Extracted data entries:
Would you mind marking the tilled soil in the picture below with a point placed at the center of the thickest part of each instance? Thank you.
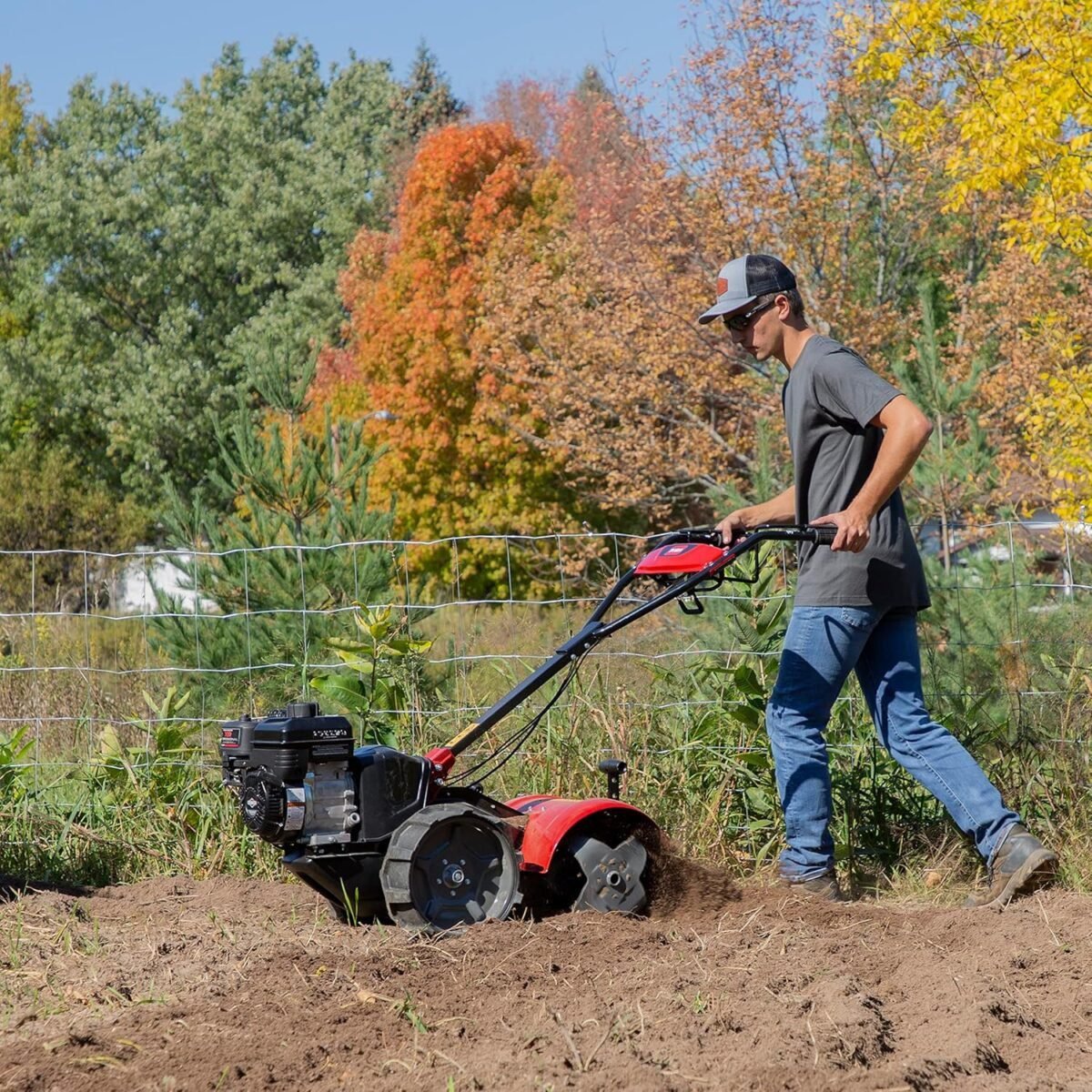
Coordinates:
(233, 984)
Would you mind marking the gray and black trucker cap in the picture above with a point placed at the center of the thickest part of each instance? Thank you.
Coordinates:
(743, 279)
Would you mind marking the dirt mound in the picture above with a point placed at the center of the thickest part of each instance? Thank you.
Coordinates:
(233, 984)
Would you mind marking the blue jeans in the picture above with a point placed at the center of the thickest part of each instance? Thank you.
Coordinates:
(822, 647)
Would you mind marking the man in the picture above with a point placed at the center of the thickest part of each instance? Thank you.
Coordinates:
(854, 438)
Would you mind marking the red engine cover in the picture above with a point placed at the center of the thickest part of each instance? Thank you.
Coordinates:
(677, 558)
(551, 818)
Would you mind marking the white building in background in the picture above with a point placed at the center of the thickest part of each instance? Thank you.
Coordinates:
(147, 571)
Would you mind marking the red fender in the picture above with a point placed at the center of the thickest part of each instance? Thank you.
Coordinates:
(551, 818)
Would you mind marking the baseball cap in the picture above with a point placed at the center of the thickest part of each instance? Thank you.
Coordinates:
(743, 279)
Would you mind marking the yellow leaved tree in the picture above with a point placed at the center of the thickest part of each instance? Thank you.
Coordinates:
(1006, 91)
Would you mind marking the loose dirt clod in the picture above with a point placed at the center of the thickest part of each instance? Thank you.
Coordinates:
(239, 984)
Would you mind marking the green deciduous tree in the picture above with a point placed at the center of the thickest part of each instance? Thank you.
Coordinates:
(271, 579)
(157, 248)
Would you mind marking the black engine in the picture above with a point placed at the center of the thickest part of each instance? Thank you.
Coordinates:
(301, 785)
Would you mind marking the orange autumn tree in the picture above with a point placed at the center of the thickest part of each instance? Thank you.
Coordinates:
(600, 321)
(465, 445)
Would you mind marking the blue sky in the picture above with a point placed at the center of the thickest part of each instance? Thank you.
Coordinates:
(156, 45)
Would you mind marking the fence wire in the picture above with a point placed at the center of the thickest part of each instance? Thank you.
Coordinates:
(88, 664)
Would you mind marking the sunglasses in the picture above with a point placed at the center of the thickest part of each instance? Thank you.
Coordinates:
(741, 321)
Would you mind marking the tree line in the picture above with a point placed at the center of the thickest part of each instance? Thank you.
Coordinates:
(500, 309)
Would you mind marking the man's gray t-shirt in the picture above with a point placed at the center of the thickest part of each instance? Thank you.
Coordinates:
(829, 399)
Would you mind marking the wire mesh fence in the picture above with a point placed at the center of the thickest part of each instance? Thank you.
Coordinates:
(96, 666)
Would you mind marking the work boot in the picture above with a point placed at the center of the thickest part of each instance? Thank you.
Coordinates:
(1020, 865)
(824, 888)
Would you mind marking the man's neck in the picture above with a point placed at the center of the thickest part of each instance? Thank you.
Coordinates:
(793, 344)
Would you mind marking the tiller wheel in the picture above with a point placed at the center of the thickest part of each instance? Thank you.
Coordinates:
(386, 834)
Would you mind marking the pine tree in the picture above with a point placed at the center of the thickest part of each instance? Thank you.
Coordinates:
(281, 572)
(958, 465)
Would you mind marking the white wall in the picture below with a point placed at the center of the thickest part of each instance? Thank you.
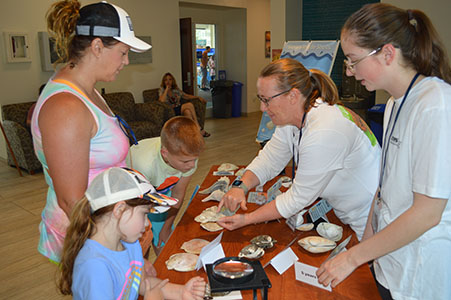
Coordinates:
(259, 21)
(159, 19)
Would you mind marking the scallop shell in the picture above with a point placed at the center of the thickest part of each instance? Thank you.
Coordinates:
(251, 251)
(211, 226)
(227, 167)
(330, 231)
(214, 196)
(221, 184)
(305, 227)
(194, 246)
(316, 244)
(263, 241)
(182, 262)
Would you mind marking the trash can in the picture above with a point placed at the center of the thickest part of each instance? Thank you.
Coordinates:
(222, 98)
(376, 120)
(236, 101)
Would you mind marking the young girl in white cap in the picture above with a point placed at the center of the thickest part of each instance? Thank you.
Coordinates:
(102, 257)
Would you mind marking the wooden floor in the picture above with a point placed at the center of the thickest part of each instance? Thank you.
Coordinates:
(26, 274)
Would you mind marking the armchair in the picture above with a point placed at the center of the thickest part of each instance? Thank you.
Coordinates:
(145, 119)
(152, 96)
(14, 118)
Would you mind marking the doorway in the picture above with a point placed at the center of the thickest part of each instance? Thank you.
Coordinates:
(205, 36)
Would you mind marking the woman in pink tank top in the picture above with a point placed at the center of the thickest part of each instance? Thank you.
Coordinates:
(75, 133)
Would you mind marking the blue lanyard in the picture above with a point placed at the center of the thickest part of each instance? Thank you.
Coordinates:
(299, 141)
(387, 141)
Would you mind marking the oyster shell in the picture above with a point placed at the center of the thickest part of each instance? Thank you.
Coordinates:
(263, 241)
(251, 251)
(194, 246)
(182, 262)
(330, 231)
(209, 215)
(221, 184)
(211, 226)
(216, 195)
(316, 244)
(240, 172)
(305, 227)
(286, 181)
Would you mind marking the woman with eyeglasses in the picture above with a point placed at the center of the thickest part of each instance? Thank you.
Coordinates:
(408, 232)
(335, 153)
(75, 134)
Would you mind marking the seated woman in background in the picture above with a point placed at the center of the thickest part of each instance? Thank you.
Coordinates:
(173, 95)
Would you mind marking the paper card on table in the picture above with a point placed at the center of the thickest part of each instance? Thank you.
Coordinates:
(284, 260)
(307, 274)
(272, 191)
(235, 295)
(210, 253)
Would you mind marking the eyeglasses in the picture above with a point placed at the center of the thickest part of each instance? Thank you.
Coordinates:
(351, 65)
(265, 100)
(127, 130)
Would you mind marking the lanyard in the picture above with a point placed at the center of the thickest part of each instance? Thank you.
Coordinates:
(387, 141)
(299, 141)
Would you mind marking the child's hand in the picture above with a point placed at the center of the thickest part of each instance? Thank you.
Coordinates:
(149, 269)
(154, 293)
(194, 289)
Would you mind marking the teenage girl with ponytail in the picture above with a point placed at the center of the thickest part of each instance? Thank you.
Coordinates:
(408, 229)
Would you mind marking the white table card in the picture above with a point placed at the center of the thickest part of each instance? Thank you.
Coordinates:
(307, 274)
(284, 260)
(210, 253)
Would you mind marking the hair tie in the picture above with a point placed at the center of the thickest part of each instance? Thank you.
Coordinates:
(411, 18)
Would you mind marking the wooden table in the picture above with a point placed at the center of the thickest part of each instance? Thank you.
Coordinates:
(359, 285)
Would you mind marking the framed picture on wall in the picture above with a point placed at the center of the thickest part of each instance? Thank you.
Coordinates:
(267, 44)
(17, 47)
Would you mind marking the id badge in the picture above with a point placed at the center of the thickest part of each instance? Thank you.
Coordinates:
(376, 214)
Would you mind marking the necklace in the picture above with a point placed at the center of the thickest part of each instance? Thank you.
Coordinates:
(386, 143)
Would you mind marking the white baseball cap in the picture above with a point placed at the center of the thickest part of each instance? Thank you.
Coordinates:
(108, 20)
(120, 184)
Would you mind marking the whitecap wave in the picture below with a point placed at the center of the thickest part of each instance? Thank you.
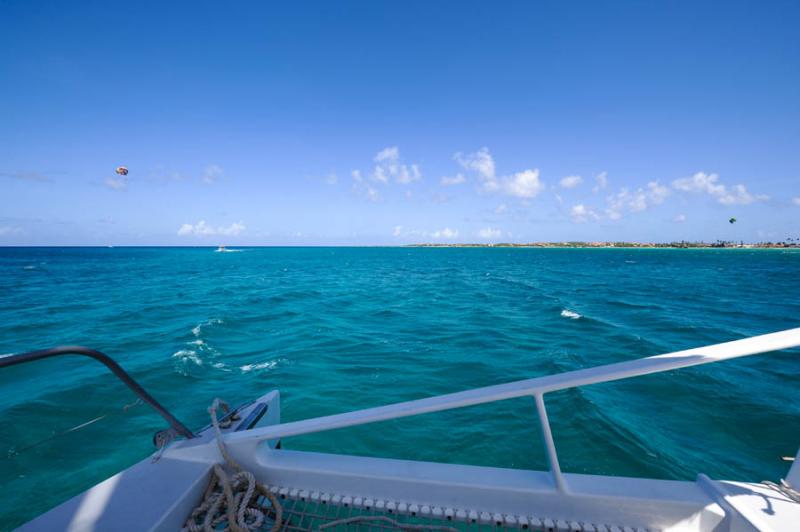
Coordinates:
(261, 365)
(197, 329)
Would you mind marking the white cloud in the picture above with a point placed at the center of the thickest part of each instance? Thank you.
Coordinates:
(481, 161)
(445, 233)
(25, 176)
(489, 233)
(201, 229)
(580, 213)
(211, 173)
(639, 200)
(571, 181)
(388, 167)
(7, 230)
(709, 184)
(454, 180)
(738, 195)
(525, 184)
(116, 183)
(601, 181)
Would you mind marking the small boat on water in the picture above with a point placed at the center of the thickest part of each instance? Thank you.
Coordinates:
(223, 249)
(234, 475)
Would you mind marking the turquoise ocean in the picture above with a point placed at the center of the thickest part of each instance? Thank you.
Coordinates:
(337, 329)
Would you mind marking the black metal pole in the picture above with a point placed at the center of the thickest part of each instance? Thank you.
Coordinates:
(115, 368)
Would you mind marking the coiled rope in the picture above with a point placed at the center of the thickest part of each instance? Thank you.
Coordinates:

_TASK_
From the entries above, tally every line holding the string "card". Give only the count.

_RESPONSE_
2